_Supplied passage_.
‘The diagnosis of compulsive water drinking must be made with care and may represent our ignorance of yet undescribed pathophysiological mechanisms.’ - Prof. Daniel Bichet, University of Montreal, 2017.
Primary Polydipsia is currently considered to involve the over-drinking of fluids in the absence of any physiological need and usually, therefore, as a result of mental illness. This book argues that this current conception is the product of a catastrophic Freudian error. Indeed, the idea of “psychogenic water drinking" was first formulated by psychiatrists who attributed the condition variously to conversion disorders, delusional hypochondriasis, female hysteria, not having enough sex, troubled childhoods and other similar ideas of a Freudian nature. Worse is that this early psychological bias also informed the central physiological assumptions and diagnostic procedures regarding the condition, both of which have remained unchallenged to this day.

_Task requirements_. Reproduce the primary polydipsia passage word for word, starting with "Primary Polydipsia is" and going on through "to this day.". The lines after this point are separate material, unrelated to the primary polydipsia passage.

_Dataset excerpts_.

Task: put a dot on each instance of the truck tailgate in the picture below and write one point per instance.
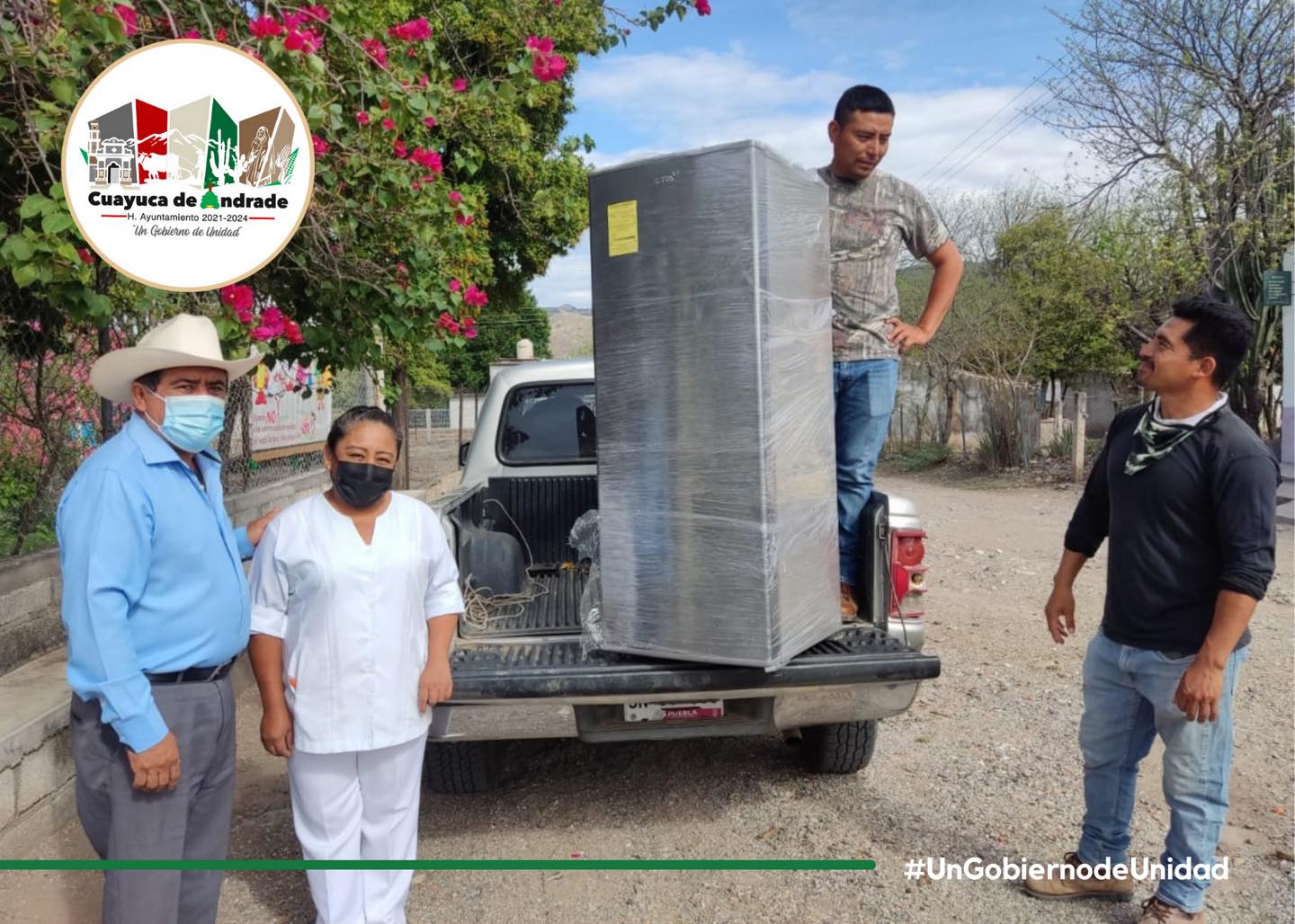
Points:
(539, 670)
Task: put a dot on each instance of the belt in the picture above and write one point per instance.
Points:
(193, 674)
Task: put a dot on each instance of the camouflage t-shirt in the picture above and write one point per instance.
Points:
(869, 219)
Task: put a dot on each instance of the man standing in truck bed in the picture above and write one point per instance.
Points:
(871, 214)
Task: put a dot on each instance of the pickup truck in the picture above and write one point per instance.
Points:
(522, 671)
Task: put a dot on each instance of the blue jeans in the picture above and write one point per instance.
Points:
--
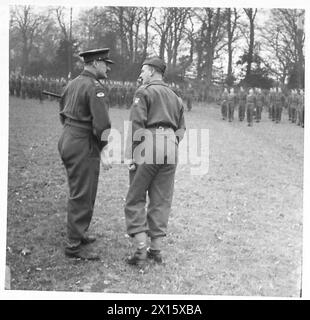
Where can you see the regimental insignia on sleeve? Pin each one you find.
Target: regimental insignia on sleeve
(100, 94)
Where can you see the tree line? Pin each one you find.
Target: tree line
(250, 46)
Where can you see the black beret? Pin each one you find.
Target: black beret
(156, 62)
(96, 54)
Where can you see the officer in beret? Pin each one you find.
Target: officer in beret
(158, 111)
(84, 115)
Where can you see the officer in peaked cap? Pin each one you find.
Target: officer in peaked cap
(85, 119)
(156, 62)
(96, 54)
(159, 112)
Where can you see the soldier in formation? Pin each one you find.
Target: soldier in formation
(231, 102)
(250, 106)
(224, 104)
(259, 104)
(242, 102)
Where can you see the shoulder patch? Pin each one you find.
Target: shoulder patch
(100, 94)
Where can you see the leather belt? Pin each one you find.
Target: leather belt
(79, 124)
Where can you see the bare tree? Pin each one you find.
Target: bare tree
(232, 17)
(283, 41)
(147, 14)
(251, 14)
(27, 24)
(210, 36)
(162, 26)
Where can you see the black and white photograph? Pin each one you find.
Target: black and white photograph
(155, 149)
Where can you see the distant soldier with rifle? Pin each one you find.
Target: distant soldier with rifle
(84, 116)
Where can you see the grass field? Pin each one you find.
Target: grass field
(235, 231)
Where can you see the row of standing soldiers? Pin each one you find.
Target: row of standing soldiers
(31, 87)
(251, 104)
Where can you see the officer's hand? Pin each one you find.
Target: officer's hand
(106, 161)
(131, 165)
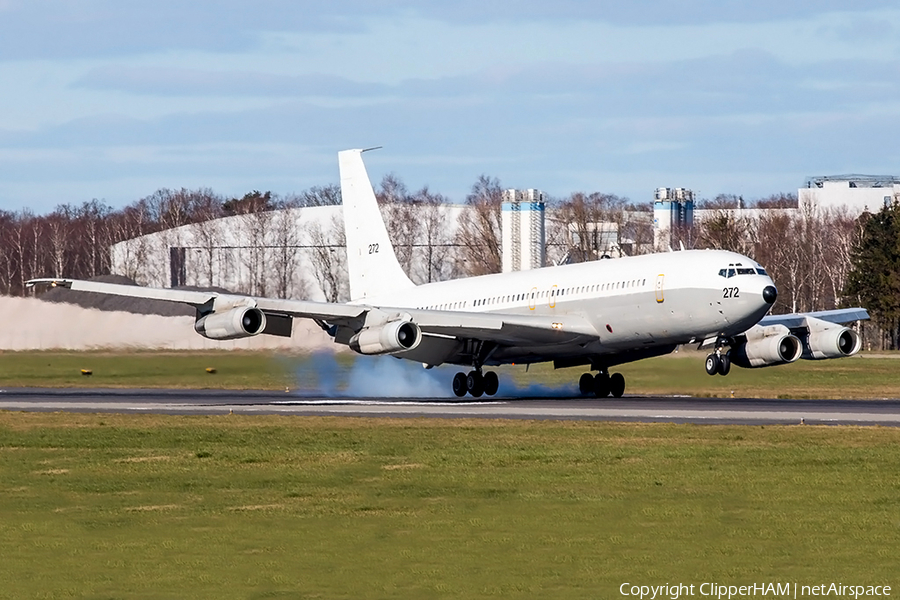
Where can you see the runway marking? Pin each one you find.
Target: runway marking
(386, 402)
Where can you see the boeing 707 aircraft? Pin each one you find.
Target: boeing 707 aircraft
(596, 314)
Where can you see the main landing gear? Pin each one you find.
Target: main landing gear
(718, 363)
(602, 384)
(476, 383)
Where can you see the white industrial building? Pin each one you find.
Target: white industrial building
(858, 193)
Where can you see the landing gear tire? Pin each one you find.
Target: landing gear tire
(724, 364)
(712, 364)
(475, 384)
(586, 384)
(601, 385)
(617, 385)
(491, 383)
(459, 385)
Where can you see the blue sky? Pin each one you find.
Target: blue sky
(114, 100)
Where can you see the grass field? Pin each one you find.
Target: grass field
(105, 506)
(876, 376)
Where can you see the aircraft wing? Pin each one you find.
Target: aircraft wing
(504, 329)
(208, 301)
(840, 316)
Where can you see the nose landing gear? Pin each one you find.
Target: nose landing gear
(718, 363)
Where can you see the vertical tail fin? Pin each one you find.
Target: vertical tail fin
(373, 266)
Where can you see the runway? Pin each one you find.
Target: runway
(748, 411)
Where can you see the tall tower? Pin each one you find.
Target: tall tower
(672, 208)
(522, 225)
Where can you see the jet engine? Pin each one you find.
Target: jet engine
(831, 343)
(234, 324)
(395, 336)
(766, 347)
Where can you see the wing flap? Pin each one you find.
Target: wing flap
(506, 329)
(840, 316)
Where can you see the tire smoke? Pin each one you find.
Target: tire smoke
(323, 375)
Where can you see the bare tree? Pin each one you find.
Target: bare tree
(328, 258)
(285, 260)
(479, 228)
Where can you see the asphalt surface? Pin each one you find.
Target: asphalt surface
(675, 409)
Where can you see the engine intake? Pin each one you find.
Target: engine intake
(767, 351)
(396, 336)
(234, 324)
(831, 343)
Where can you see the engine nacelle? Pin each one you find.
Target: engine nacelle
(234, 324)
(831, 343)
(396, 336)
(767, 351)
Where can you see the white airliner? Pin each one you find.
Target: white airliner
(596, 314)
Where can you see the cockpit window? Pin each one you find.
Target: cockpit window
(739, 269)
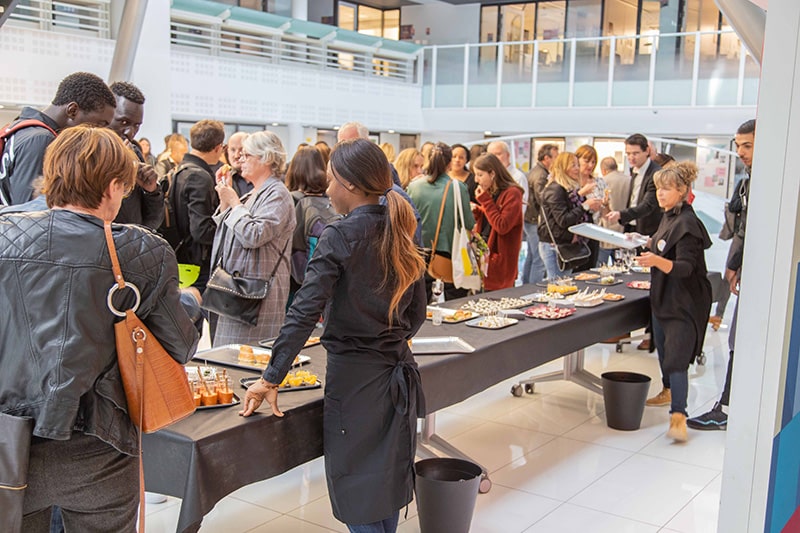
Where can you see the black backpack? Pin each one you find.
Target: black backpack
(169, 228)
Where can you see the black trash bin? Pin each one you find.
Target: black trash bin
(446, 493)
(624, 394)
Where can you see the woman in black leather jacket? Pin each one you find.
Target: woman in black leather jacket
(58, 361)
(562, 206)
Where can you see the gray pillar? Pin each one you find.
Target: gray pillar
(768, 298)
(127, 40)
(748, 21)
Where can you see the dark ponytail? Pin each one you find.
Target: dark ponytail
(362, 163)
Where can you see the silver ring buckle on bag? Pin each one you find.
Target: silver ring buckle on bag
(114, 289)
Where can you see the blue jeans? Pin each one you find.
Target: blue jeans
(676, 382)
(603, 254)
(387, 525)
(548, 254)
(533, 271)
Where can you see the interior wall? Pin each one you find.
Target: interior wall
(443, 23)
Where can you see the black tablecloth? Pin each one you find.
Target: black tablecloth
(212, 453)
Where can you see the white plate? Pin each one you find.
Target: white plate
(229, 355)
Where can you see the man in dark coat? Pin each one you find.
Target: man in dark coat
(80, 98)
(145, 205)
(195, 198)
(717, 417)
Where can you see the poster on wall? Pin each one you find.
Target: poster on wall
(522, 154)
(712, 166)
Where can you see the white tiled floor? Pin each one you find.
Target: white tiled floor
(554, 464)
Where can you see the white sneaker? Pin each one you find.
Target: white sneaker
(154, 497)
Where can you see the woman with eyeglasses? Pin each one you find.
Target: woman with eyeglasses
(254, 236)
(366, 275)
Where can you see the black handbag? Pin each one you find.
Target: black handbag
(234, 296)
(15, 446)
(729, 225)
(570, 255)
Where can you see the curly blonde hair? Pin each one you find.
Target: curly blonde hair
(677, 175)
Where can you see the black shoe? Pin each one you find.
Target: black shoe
* * *
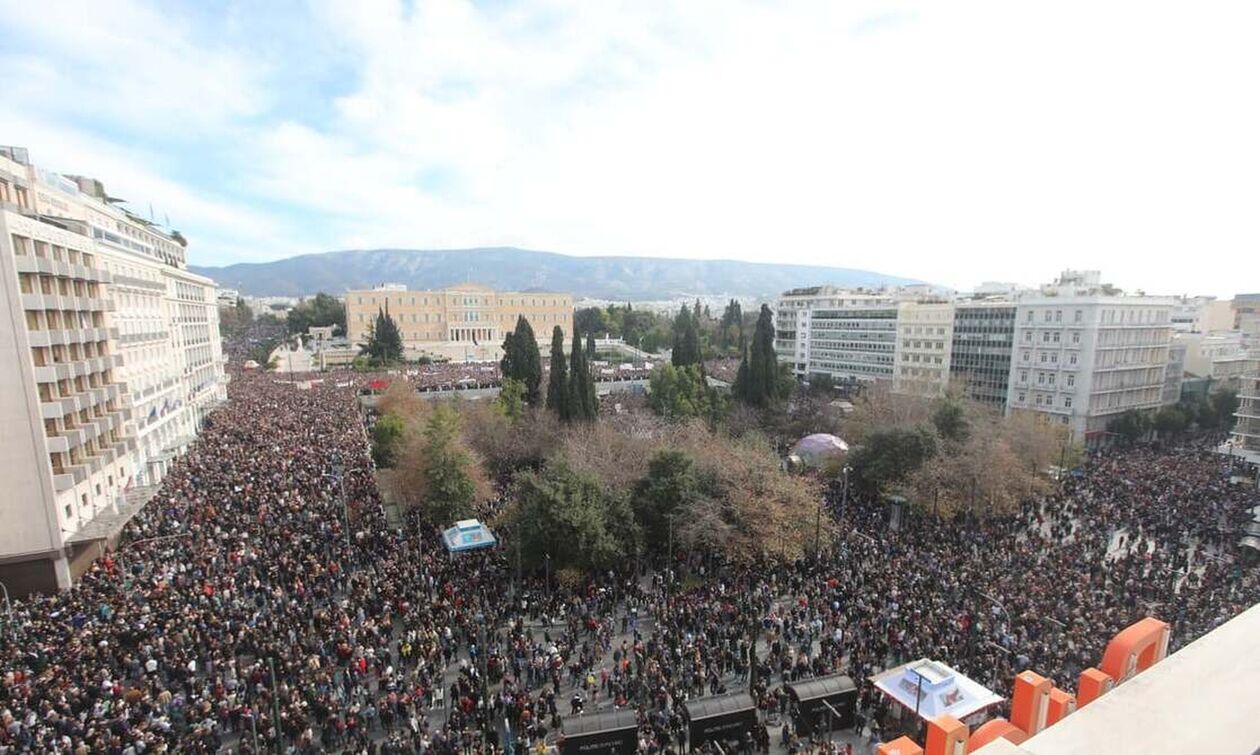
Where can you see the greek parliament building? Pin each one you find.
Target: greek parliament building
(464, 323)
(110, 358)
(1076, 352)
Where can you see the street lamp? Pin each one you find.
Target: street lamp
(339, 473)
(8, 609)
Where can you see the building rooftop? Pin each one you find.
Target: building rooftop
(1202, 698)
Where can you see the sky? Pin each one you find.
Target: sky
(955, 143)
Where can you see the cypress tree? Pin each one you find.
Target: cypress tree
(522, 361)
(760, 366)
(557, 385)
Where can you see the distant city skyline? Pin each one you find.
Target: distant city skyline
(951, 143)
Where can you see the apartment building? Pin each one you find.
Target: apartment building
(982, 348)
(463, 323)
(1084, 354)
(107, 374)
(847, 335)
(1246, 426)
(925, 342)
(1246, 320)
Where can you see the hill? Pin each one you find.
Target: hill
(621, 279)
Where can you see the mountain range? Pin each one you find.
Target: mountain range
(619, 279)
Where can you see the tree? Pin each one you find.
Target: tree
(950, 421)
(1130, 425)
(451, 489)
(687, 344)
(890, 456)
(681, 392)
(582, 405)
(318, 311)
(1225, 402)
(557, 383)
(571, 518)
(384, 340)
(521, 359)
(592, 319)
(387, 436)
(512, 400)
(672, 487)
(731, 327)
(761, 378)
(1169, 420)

_Solution to the exercise_.
Primary Polydipsia is currently considered to involve the over-drinking of fluids in the absence of any physiological need and usually, therefore, as a result of mental illness. This book argues that this current conception is the product of a catastrophic Freudian error. Indeed, the idea of “psychogenic water drinking" was first formulated by psychiatrists who attributed the condition variously to conversion disorders, delusional hypochondriasis, female hysteria, not having enough sex, troubled childhoods and other similar ideas of a Freudian nature. Worse is that this early psychological bias also informed the central physiological assumptions and diagnostic procedures regarding the condition, both of which have remained unchallenged to this day.